A simple 2D domain has been used to explore the methodology for implementing the water age calculation.

Figure 1 shows the geometry, parameters and boundary conditions of the example. It can be seen that groundwater will enter the domain by the upper left part (left red segment) and discharge through the upper right part (right red segment).

Figure 1. Sketch of the model.

Mode 1: Transient simulation

Equation solved

For this model, a simple transport equation of an instant pulse of tracer (entering the domain) must be solved. Then, the equation that must be solved to computed groundwater age was proposed by Goode D.J.,1996:

A=0τc(t)tdt0τc(t)dtA=\frac{\int_{0}^\tau c(t) t dt}{\int_{0}^\tau c(t) dt}

Where A is the “Water age”, t is the time, C is the concentration of tracer and τ\tau is the total duration of the tracer pulse.

Implementation in Comsol

The transport boundary condition is a prescribed concentration on the recharge zone (hydraulic head=1), and open boundary in the discharge zone (hydraulic head=0). No flux is prescribed in the rest of the boundaries.

The required instant pulse of tracer was implemented by using the Comsol capability to create a time function associated to the boundary condition. This step function could be used as time function “step(t)” in the solute transport physics. A prescribed concentration boundary condition, associated to the time function “step(t)” was used to generate the pulse, as shown in Figure 2 and 3.

· · ·

Written problem = Carry the groundwater age passage above forward, beginning right after its final sentence.

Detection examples
· · ·

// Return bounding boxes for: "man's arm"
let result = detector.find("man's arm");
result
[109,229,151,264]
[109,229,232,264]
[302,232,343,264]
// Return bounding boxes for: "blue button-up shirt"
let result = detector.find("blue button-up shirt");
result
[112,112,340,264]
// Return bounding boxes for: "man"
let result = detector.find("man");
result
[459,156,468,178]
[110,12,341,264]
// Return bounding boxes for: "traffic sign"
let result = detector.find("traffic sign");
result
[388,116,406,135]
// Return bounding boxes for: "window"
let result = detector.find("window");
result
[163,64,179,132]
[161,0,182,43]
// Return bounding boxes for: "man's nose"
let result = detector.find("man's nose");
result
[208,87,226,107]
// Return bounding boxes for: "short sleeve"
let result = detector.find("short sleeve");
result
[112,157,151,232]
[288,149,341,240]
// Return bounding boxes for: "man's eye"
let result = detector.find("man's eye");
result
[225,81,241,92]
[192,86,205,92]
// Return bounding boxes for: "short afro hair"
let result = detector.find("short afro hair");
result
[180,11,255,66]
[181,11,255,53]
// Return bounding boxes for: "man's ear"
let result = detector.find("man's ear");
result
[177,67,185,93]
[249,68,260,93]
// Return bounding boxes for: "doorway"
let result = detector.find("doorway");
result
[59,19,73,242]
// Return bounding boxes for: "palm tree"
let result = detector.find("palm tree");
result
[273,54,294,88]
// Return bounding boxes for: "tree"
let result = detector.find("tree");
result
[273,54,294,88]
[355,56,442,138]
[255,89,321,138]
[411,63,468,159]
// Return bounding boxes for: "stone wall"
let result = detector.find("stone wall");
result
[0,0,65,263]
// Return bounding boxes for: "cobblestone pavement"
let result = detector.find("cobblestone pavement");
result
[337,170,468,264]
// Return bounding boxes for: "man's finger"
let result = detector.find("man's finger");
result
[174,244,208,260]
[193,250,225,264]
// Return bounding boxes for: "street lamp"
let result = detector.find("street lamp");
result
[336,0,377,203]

· · ·

Reply to the task =
Figure 2. Example of step function in Comsol.

The model is then solved in a transient mode until all tracer concentration exits the model domain.

Figure 3. Implementing the step function in the transpor boundary conditions.

The time integration equation is implemented in the results section using the function timeint(from,to,variable) where from and to are t=0 and the time when all tracer exits the domain, respectively. In this case the expression needed is:

timeint(t0,T,c*t)/timeint(t0,T,c)

Where t0 and T is the initial and final time respectively for the integral and c is the solute concentration.

The result of use this expression is a surface showing the computed water age, as shown in Figure 4.

Figure 4. Results of transient method. Time in days.

Mode 2: Steady state

Equation solved

The equation solved for steady state method is:

At=1Aqθ+DA+Fθρ\frac{\partial A}{\partial t}= 1 - \nabla \cdot A \frac{\mathbf{q}}{\theta} + \nabla \mathbf{D} \nabla A + \frac{F}{\theta \rho}

Where A is the water age (seconds), q is the Darcy flux (m/s), D is the dispersion tensor (m2/s), (Theta) is the porosity, ρ is the density (kg/m3) and F is the source term (equal to 0 in the conceptual model). In steady state the temporal term dA/dt is equal to 0.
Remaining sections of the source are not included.